**TRECHO DO TEXTO**:

===

Palavras-Chave: Direito. Injúria racial. Injúria preconceituosa. Racismo. Lei nº 7.716/1989. Art. 140 § 3°. Código Penal. Raça. Cor. Etnia. Religião. Origem. Nacionalidade. Condição de idoso. Portador de deficiência física. Indivíduos. Coletividade. Grupos. Minorias. Depreciativas. Intolerância. Preconceito. Discriminação.  Inafiançável. Imprescritível. Retratação. Perdão judicial. Reclusão.

 

NOTA: artigo publicado no site Lima e Volpon Advogados, disponível em: <https://limaevolpon.adv.br/injuria-racial-e-crime-de-racismo-diferencas-importantes/>

 

Em recente reportagem chamou-me atenção a falha praticada pela incorreção do texto ao confundir o crime de “injúria racial” com o “crime de racismo”, colocando-os no mesmo balaio (ou no mesmo saco de farinha - ejusdem farinae).

===

**DADOS**:
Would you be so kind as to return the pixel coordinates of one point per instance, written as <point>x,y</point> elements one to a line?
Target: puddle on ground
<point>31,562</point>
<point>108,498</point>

===

**TAREFA PROPOSTA 1**: No texto sobre injúria racial e racismo, com qual crime a reportagem confundiu o crime de racismo?
**TAREFA PROPOSTA 2**: Dê continuidade ao texto sobre injúria racial e racismo a partir do ponto em que ele termina.

**RESPOSTA FINAL 1**: Com o crime de injúria racial.

**RESPOSTA FINAL 2**:
Logo de saída, a previsão da injúria racial está no Código Penal (CP), em seu art. 140, parágrafo 3º, enquanto o crime de racismo é previsto na Lei nº 7.716/1989.

Pela diferença nos dispositivos, os conceitos são distintos na medida em que a injúria racial é a ofensa à honra de alguém, proferida por meio de palavras depreciativas, utilizando-se de elementos relacionados à raça, cor, etnia, religião, origem ou a condição de pessoa idosa ou portadora de deficiência física e, de outra banda, o crime de racismo é prática discriminatória mais ampla, que atinge uma coletividade indeterminada de indivíduos, atingindo a integralidade do conjunto de pessoas, em marginalização social.

Falemos, primeiramente, da injúria racial.

Alguns professores e doutrinadores de Direito Penal preferem chamar esse crime de “injúria preconceituosa”, talvez mais adequada sob o prisma de sua proteção e amplitude da repulsa, justamente nos aspectos que marcam as diferenças diante do crime de racismo e suas definições da Lei nº 7.716/1989 (v.g. Prof. Rogério Sanches Cunha que escreve injúria preconceituosa).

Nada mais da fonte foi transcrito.